◆ **Entries supplied**
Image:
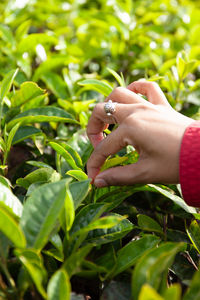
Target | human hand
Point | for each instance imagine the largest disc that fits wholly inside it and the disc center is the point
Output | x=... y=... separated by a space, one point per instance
x=152 y=127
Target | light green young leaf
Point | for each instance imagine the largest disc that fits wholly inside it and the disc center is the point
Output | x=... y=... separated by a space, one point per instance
x=78 y=174
x=59 y=286
x=10 y=199
x=6 y=83
x=153 y=264
x=117 y=77
x=41 y=211
x=130 y=253
x=193 y=232
x=11 y=136
x=42 y=114
x=79 y=191
x=96 y=85
x=28 y=92
x=5 y=182
x=193 y=292
x=173 y=292
x=102 y=223
x=64 y=153
x=74 y=154
x=39 y=175
x=149 y=293
x=107 y=235
x=10 y=227
x=33 y=263
x=32 y=40
x=25 y=132
x=56 y=84
x=69 y=209
x=179 y=201
x=73 y=262
x=112 y=162
x=148 y=224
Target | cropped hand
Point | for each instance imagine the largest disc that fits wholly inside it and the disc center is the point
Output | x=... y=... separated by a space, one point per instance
x=152 y=127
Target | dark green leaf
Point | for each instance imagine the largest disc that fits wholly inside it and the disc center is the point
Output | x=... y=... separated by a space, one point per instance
x=41 y=211
x=42 y=114
x=153 y=264
x=10 y=227
x=148 y=224
x=193 y=232
x=129 y=254
x=59 y=286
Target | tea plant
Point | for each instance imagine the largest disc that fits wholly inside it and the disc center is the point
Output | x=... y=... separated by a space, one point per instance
x=60 y=237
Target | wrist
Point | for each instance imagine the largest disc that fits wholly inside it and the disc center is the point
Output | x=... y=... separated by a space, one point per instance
x=189 y=167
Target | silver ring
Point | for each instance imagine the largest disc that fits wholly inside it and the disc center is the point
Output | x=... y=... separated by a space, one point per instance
x=109 y=108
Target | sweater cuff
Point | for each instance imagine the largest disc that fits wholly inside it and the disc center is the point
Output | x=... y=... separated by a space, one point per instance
x=190 y=165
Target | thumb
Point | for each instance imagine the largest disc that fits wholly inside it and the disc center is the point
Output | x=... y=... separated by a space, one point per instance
x=123 y=175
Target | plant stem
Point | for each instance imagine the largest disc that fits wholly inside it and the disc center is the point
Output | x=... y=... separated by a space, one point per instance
x=7 y=274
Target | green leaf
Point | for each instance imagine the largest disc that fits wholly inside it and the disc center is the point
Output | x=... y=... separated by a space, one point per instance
x=179 y=201
x=32 y=40
x=117 y=77
x=193 y=292
x=69 y=210
x=77 y=174
x=11 y=136
x=10 y=200
x=38 y=164
x=10 y=227
x=152 y=265
x=73 y=262
x=64 y=153
x=42 y=114
x=5 y=181
x=56 y=84
x=86 y=215
x=103 y=236
x=79 y=191
x=96 y=85
x=59 y=286
x=74 y=154
x=193 y=232
x=41 y=211
x=129 y=254
x=29 y=93
x=32 y=261
x=6 y=83
x=102 y=223
x=173 y=292
x=80 y=142
x=119 y=290
x=149 y=293
x=25 y=132
x=39 y=175
x=6 y=34
x=112 y=162
x=148 y=224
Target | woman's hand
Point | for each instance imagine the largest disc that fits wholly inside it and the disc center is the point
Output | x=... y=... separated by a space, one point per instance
x=152 y=127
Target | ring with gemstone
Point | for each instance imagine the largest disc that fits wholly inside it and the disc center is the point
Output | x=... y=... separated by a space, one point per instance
x=109 y=107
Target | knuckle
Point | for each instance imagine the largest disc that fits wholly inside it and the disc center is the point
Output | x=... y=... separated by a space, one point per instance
x=152 y=84
x=118 y=91
x=97 y=108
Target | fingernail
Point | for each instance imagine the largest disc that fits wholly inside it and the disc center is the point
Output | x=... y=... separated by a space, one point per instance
x=99 y=182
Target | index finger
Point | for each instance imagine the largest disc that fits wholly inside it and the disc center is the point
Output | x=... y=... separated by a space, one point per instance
x=99 y=120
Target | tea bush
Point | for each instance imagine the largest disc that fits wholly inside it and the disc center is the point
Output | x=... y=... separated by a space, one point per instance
x=60 y=237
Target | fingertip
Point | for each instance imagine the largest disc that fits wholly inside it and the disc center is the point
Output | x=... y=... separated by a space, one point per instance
x=100 y=182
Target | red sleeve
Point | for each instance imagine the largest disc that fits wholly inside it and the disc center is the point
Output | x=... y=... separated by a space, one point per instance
x=190 y=165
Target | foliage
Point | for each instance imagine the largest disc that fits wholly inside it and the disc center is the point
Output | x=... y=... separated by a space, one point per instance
x=60 y=237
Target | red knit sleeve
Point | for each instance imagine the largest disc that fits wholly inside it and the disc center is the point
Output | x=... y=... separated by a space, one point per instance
x=190 y=165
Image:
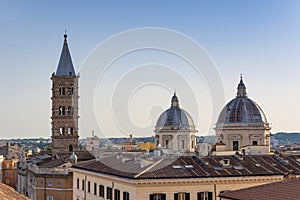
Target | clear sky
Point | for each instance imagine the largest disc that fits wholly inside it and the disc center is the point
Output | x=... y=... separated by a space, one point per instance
x=260 y=39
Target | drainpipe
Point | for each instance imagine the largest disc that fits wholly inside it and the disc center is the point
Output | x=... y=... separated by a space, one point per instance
x=85 y=178
x=215 y=191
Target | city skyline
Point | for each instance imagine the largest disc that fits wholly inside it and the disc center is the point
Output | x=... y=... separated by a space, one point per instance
x=259 y=40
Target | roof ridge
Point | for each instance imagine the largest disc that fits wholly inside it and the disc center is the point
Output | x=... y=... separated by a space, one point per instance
x=150 y=167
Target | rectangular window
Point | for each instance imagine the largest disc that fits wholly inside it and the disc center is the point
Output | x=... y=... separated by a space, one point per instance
x=168 y=145
x=89 y=186
x=117 y=194
x=235 y=145
x=204 y=196
x=125 y=196
x=50 y=183
x=182 y=196
x=62 y=131
x=182 y=144
x=70 y=131
x=49 y=197
x=95 y=188
x=108 y=193
x=101 y=191
x=157 y=197
x=82 y=185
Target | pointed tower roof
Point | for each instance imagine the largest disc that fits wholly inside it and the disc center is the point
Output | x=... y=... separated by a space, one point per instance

◆ **What to do**
Convert all the rows above into a JSON list of strings with one string per line, skipping blank lines. Leave the pictures out.

◆ **Result**
[
  "Image:",
  "Target | human hand",
  "Point | for each instance imagine the largest disc that fits wholly inside it and the disc center is the point",
  "Output | x=... y=... separated by a space, one point per instance",
  "x=152 y=127",
  "Target | light green young leaf",
  "Point | for each instance imagine the largest disc that fits wholly inside it and the disc center is the point",
  "Output | x=... y=... separated by a space, one point per instance",
  "x=78 y=174",
  "x=59 y=286",
  "x=10 y=199",
  "x=6 y=83",
  "x=153 y=264",
  "x=117 y=77",
  "x=41 y=211",
  "x=130 y=253",
  "x=193 y=232",
  "x=11 y=136",
  "x=42 y=114",
  "x=79 y=191",
  "x=96 y=85",
  "x=28 y=92",
  "x=5 y=182",
  "x=193 y=292",
  "x=173 y=292",
  "x=102 y=223",
  "x=64 y=153",
  "x=74 y=154",
  "x=39 y=175",
  "x=149 y=293",
  "x=107 y=235",
  "x=10 y=227",
  "x=33 y=263",
  "x=32 y=40",
  "x=25 y=132",
  "x=56 y=84",
  "x=69 y=209",
  "x=179 y=201",
  "x=73 y=262",
  "x=112 y=162",
  "x=148 y=224",
  "Target | cropped hand",
  "Point | for each instance imagine the largest disc that fits wholly inside it and the disc center is the point",
  "Output | x=... y=... separated by a space, one point per instance",
  "x=152 y=127",
  "Target | dark green leaf",
  "Point | for each instance imagine the largest disc that fits wholly inside it and the disc center is the point",
  "Output | x=... y=... separated by a space, one point per instance",
  "x=41 y=211",
  "x=42 y=114",
  "x=153 y=264",
  "x=10 y=227",
  "x=148 y=224",
  "x=193 y=232",
  "x=129 y=254",
  "x=59 y=286",
  "Target | tea plant",
  "Point | for each instance imagine the largest disc that fits wholly inside it and the disc center is the point",
  "Output | x=... y=... separated by a space, one point per instance",
  "x=60 y=237",
  "Target | wrist",
  "Point | for each instance imagine the largest disc that fits wholly inside it and the disc center is the point",
  "Output | x=... y=... separated by a space, one point per instance",
  "x=189 y=167",
  "Target | silver ring",
  "Point | for each instance imagine the largest disc that fits wholly inside it and the disc center is the point",
  "Output | x=... y=... separated by a space, one point per instance",
  "x=109 y=108",
  "Target | sweater cuff",
  "Point | for each instance imagine the largest disc that fits wholly inside it and the disc center is the point",
  "Output | x=... y=... separated by a space, one point per instance",
  "x=190 y=165",
  "Target | thumb",
  "Point | for each instance imagine the largest disc that fits wholly inside it and the disc center is the point",
  "Output | x=... y=... separated by a space, one point per instance",
  "x=123 y=175",
  "Target | plant stem",
  "Point | for each instance imagine the largest disc that fits wholly inside it and the disc center is the point",
  "Output | x=... y=... separated by a space, one point per instance",
  "x=7 y=274",
  "Target | green leaf",
  "Point | for each instance imagine the largest disc that fits wholly inside it and the disc center is the point",
  "Output | x=... y=... separated by a space, one point per instance",
  "x=179 y=201",
  "x=32 y=40",
  "x=117 y=77",
  "x=193 y=292",
  "x=69 y=210",
  "x=77 y=174",
  "x=11 y=136",
  "x=10 y=200",
  "x=38 y=164",
  "x=10 y=227",
  "x=152 y=265",
  "x=73 y=262",
  "x=64 y=153",
  "x=42 y=114",
  "x=5 y=181",
  "x=56 y=84",
  "x=86 y=215",
  "x=103 y=236",
  "x=79 y=191",
  "x=96 y=85",
  "x=59 y=286",
  "x=74 y=154",
  "x=193 y=232",
  "x=41 y=211",
  "x=129 y=254",
  "x=29 y=93",
  "x=32 y=261",
  "x=6 y=83",
  "x=102 y=223",
  "x=173 y=292",
  "x=80 y=142",
  "x=119 y=290",
  "x=149 y=293",
  "x=25 y=132",
  "x=39 y=175",
  "x=6 y=34",
  "x=112 y=162",
  "x=148 y=224",
  "Target | woman's hand",
  "Point | for each instance imagine the largest disc that fits wholly inside it and the disc center is the point",
  "Output | x=... y=... separated by a space, one point per instance",
  "x=152 y=127",
  "Target | ring with gemstone",
  "Point | for each instance imagine the largest disc that fits wholly inside it and the disc center is the point",
  "Output | x=... y=... separated by a space, one point per instance",
  "x=109 y=107",
  "Target | knuckle",
  "Point | for each instance imagine the largest disc that fits wholly inside it and the disc center is the point",
  "Output | x=... y=... separated by a space, one point per instance",
  "x=152 y=84",
  "x=118 y=91",
  "x=97 y=108",
  "Target | fingernail",
  "Point | for each instance imagine the largest disc that fits wholly inside it and the disc center is the point",
  "Output | x=... y=... separated by a space, one point per instance",
  "x=99 y=182",
  "Target | index finger",
  "Point | for each instance imagine the largest disc that fits wholly inside it and the disc center is the point",
  "Output | x=... y=... separated by a space, one point per instance",
  "x=99 y=120",
  "Target | tea bush",
  "Point | for each instance imagine the largest disc that fits wholly inside it and the disc center is the point",
  "Output | x=... y=... separated by a space, one point per instance",
  "x=60 y=237",
  "Target | fingertip",
  "Point | for each instance imagine the largest disc that fits wholly inside it and the disc center is the point",
  "Output | x=... y=... separated by a space, one point per instance",
  "x=100 y=182",
  "Target | red sleeve",
  "Point | for each instance imagine the largest disc that fits wholly inside it and the disc center is the point",
  "Output | x=... y=... separated by a space, one point per instance",
  "x=190 y=165",
  "Target | foliage",
  "Point | for each instance imagine the largest disc that fits wholly inside it and the disc center is the point",
  "Output | x=... y=... separated by a space, one point per instance",
  "x=60 y=237",
  "Target | red knit sleeve",
  "Point | for each instance imagine the largest disc that fits wholly inside it and the disc center is the point",
  "Output | x=... y=... separated by a space, one point per instance",
  "x=190 y=165",
  "Image:",
  "Target | clear sky",
  "Point | for each instance imagine the largest disc that fits wholly inside it and the disc center is the point",
  "Output | x=... y=... separated by a space, one point per instance",
  "x=260 y=39",
  "Target | drainpipe",
  "Point | for each instance imagine the largest disc that fits wholly inside it and the disc center is the point",
  "Output | x=... y=... separated by a space, one point per instance",
  "x=85 y=178",
  "x=215 y=191",
  "Target | city skyline",
  "Point | for each instance imagine the largest disc that fits wholly inside it and the disc center is the point",
  "Output | x=... y=... separated by a space, one point per instance",
  "x=259 y=40",
  "Target | roof ridge",
  "Point | for each instance imagine the largest disc that fits wholly inside it and the disc center is the point",
  "Output | x=... y=... separated by a space, one point per instance",
  "x=150 y=167",
  "Target | rectangular window",
  "Point | for each instance imagine the largest disc that fits wholly inside it and the disc center is the point",
  "Output | x=... y=... separated by a space, one point per instance",
  "x=168 y=145",
  "x=89 y=186",
  "x=117 y=194",
  "x=235 y=145",
  "x=204 y=196",
  "x=125 y=196",
  "x=50 y=183",
  "x=182 y=196",
  "x=62 y=131",
  "x=182 y=144",
  "x=70 y=131",
  "x=49 y=197",
  "x=95 y=188",
  "x=108 y=193",
  "x=101 y=191",
  "x=157 y=197",
  "x=82 y=185",
  "Target | pointed tower roof",
  "Point | for each instance imagine the largest disc that fits wholly inside it and the disc center is the point",
  "Output | x=... y=... separated by a space, one point per instance"
]